Among the records that follow, set down only the lines from the one containing "[locate] the tattoo" to the one containing "[locate] the navy", both included, exactly.

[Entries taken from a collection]

★ ★ ★ ★ ★

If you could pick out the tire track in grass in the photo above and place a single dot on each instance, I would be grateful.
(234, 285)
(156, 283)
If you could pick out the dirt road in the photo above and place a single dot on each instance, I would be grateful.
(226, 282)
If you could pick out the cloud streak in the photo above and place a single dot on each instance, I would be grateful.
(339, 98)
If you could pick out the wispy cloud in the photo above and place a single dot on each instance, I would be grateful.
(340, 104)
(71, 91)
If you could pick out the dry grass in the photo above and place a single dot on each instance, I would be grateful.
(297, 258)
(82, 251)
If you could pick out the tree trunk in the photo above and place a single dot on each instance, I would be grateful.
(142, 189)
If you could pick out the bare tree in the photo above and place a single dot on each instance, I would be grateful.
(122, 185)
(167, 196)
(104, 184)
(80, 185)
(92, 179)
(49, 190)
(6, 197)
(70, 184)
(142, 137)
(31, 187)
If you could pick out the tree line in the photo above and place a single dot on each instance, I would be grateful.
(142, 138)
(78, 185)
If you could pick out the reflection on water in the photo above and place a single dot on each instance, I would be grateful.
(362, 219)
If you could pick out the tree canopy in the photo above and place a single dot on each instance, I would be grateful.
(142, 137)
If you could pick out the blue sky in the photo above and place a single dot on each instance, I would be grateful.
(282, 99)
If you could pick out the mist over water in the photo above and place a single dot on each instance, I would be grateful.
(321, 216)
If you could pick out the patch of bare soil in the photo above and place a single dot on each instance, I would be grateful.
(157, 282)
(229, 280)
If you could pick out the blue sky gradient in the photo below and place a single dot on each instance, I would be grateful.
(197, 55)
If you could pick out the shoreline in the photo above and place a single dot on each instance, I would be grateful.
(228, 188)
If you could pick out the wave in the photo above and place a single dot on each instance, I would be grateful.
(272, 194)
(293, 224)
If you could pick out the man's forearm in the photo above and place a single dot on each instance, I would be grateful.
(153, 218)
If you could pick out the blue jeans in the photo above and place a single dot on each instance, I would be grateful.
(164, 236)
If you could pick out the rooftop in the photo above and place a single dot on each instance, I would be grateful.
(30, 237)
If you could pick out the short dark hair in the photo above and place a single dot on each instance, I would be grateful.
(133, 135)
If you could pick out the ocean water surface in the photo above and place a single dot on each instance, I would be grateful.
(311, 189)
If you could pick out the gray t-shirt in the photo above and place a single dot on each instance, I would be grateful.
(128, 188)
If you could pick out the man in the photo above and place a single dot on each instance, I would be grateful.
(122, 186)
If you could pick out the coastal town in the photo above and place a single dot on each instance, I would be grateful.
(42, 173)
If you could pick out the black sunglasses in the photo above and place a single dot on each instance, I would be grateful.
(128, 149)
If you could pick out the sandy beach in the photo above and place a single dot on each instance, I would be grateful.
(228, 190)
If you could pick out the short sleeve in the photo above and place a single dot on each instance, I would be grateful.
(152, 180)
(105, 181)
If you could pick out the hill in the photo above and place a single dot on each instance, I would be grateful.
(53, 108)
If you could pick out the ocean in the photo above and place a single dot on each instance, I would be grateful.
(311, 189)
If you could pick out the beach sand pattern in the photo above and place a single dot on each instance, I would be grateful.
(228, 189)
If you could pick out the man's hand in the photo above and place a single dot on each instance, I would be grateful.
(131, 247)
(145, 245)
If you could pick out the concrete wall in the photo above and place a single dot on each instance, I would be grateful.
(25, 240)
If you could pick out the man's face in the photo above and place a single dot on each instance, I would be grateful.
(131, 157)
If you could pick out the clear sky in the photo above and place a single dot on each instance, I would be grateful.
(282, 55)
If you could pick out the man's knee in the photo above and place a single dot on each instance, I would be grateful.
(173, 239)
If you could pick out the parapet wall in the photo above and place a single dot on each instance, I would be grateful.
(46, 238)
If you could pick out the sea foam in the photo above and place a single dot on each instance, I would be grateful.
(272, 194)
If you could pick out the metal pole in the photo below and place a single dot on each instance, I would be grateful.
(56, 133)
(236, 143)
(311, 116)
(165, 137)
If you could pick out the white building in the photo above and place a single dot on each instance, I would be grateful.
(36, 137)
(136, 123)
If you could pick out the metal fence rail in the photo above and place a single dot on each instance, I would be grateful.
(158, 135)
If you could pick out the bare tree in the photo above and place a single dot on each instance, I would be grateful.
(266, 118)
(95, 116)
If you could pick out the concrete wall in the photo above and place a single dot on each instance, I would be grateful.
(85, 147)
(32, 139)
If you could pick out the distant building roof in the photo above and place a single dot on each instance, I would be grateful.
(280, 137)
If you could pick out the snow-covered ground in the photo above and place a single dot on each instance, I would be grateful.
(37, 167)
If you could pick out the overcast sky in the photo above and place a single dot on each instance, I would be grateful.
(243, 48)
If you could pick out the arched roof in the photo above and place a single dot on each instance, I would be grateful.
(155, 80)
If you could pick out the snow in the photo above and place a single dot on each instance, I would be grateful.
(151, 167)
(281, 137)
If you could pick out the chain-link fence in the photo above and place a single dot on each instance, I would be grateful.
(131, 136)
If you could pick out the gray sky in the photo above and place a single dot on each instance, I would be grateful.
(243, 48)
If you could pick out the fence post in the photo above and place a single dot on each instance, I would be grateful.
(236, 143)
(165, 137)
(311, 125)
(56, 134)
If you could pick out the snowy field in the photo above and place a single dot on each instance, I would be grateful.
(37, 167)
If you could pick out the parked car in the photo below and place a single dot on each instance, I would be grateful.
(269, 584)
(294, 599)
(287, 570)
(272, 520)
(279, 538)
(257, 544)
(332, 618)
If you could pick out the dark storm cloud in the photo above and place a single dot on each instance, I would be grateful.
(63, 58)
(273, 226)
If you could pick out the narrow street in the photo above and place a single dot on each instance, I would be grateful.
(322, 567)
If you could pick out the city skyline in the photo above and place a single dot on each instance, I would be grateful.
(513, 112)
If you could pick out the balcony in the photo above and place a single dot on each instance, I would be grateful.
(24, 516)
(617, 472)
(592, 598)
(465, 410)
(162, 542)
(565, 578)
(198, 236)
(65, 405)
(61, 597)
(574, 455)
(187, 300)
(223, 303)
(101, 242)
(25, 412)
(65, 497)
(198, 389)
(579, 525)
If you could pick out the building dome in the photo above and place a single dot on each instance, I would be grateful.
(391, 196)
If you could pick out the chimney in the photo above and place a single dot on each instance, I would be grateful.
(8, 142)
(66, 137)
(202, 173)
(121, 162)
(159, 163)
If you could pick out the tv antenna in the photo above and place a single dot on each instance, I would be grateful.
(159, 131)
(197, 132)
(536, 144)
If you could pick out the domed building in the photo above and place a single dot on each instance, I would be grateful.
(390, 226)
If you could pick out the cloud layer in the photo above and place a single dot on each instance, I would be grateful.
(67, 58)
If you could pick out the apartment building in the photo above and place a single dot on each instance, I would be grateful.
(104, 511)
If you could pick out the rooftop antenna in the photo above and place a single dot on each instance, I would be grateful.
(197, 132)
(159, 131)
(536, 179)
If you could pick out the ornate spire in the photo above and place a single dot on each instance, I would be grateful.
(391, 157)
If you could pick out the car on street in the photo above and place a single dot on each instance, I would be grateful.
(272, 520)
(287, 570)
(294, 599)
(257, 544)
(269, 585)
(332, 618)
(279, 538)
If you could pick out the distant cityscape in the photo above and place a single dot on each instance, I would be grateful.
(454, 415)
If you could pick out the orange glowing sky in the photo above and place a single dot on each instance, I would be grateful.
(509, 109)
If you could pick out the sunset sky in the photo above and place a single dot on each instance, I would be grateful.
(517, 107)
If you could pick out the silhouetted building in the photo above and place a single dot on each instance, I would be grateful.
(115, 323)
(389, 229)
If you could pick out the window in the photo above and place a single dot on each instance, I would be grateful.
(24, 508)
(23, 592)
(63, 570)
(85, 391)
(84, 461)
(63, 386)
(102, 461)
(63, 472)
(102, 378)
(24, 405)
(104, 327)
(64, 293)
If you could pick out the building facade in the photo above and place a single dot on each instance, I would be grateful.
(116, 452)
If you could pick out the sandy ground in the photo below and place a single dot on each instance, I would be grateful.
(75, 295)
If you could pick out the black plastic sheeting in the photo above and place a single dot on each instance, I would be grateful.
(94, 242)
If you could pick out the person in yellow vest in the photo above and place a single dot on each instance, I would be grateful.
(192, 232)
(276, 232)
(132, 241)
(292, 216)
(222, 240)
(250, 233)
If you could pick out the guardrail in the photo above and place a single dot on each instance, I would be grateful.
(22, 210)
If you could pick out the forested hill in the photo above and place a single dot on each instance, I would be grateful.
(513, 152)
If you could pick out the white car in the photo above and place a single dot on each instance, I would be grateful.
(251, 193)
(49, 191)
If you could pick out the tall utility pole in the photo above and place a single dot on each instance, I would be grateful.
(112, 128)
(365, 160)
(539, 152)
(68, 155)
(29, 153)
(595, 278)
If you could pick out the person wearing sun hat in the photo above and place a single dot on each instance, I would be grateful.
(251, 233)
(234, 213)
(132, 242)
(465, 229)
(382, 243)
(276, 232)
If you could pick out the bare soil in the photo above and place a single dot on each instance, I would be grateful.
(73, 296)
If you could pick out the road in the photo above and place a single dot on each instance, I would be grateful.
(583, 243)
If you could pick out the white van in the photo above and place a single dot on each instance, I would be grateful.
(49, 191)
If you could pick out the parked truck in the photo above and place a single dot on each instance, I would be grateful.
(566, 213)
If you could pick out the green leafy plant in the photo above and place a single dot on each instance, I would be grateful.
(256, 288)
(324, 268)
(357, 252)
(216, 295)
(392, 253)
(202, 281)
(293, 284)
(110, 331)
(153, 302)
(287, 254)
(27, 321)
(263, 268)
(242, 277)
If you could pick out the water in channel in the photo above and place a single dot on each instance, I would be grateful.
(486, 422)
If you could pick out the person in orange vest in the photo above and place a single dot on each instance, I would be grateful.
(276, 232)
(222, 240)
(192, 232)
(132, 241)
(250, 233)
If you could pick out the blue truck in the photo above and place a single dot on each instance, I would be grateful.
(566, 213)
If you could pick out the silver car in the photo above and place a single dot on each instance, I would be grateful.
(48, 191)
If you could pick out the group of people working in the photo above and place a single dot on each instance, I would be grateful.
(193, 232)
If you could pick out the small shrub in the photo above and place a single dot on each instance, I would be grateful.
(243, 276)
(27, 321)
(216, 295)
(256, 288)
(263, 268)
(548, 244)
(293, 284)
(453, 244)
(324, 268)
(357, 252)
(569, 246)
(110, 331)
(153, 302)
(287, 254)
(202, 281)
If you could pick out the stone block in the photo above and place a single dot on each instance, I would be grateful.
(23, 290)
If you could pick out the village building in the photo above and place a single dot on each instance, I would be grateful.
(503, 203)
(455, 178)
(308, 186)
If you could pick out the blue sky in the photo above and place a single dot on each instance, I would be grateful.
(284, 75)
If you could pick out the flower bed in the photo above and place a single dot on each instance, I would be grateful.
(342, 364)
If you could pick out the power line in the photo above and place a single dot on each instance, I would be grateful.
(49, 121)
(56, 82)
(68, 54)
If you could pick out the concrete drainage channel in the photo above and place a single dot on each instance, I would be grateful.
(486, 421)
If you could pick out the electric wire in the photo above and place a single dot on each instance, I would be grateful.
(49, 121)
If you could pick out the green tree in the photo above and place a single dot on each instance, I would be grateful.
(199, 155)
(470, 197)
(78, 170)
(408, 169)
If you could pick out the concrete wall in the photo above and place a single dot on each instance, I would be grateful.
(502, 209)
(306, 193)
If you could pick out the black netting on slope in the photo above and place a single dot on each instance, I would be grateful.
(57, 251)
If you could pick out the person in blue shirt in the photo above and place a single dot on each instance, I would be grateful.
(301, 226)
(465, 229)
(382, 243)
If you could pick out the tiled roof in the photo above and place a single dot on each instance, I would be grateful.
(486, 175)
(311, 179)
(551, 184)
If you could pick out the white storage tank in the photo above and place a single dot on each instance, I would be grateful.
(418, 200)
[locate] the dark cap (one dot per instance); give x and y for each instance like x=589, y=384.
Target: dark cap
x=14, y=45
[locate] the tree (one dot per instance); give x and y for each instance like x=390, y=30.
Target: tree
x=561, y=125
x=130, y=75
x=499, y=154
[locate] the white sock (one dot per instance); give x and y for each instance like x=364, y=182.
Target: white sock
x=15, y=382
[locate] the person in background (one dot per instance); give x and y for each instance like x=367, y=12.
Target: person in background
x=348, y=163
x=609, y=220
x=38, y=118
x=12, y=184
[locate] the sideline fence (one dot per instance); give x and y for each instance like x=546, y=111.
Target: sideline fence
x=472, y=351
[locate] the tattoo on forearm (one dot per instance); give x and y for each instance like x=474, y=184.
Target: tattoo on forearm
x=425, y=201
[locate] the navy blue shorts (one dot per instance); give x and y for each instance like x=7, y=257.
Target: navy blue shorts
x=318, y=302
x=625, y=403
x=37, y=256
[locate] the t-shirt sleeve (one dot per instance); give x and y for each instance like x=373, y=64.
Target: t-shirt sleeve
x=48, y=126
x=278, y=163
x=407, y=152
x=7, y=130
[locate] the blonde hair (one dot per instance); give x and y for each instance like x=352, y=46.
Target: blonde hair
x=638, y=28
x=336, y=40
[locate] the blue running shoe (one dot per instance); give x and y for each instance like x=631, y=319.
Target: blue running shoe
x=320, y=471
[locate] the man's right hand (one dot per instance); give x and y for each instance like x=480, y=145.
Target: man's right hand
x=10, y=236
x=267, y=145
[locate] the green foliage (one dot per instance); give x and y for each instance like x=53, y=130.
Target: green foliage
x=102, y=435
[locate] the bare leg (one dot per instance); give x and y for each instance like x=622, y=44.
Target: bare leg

★ ★ ★ ★ ★

# [ANSWER BOX]
[locate] the tattoo on forearm (one dot per instance); give x and y for each instance like x=474, y=184.
Target: tattoo on forearm
x=425, y=201
[locate] the navy blue shorts (one dot per instance); give x and y for each instance like x=7, y=257.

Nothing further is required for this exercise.